§ Given task: In the excerpt on Ulam-Hyers stability, what needs to be found in place of the exact solution when a system is Ulam-Hyers stable?

The classical concept of Ulam-Hyers stability (see [10]) has applicable significance since it means that if we are dealing with Ulam-Hyers stable system then one does not seek the exact solution. All what is required is to find a function which satisfies a suitable approximation inequality. In other words, Ulam-Hyers stability can guarantee that there exists a close exact solution. This approach is quite useful in many applications such as numerical analysis and optimization, where seeking the exact solution is impossible.

§ Record list:
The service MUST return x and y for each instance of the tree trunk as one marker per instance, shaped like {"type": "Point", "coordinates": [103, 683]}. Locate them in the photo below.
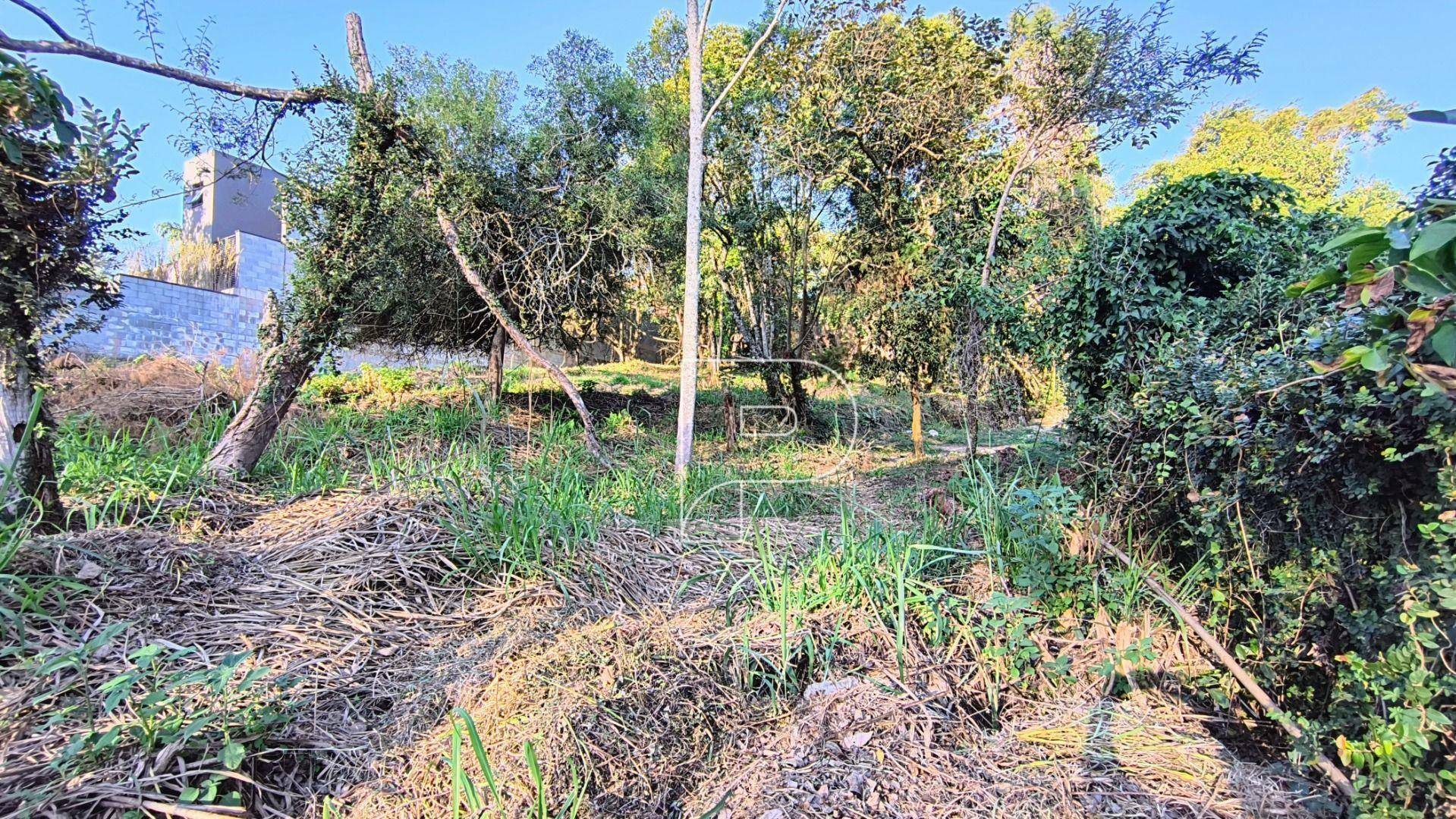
{"type": "Point", "coordinates": [692, 277]}
{"type": "Point", "coordinates": [495, 369]}
{"type": "Point", "coordinates": [288, 358]}
{"type": "Point", "coordinates": [1001, 212]}
{"type": "Point", "coordinates": [451, 234]}
{"type": "Point", "coordinates": [27, 441]}
{"type": "Point", "coordinates": [917, 431]}
{"type": "Point", "coordinates": [730, 418]}
{"type": "Point", "coordinates": [288, 361]}
{"type": "Point", "coordinates": [798, 396]}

§ Exercise output: A function that satisfies a suitable approximation inequality.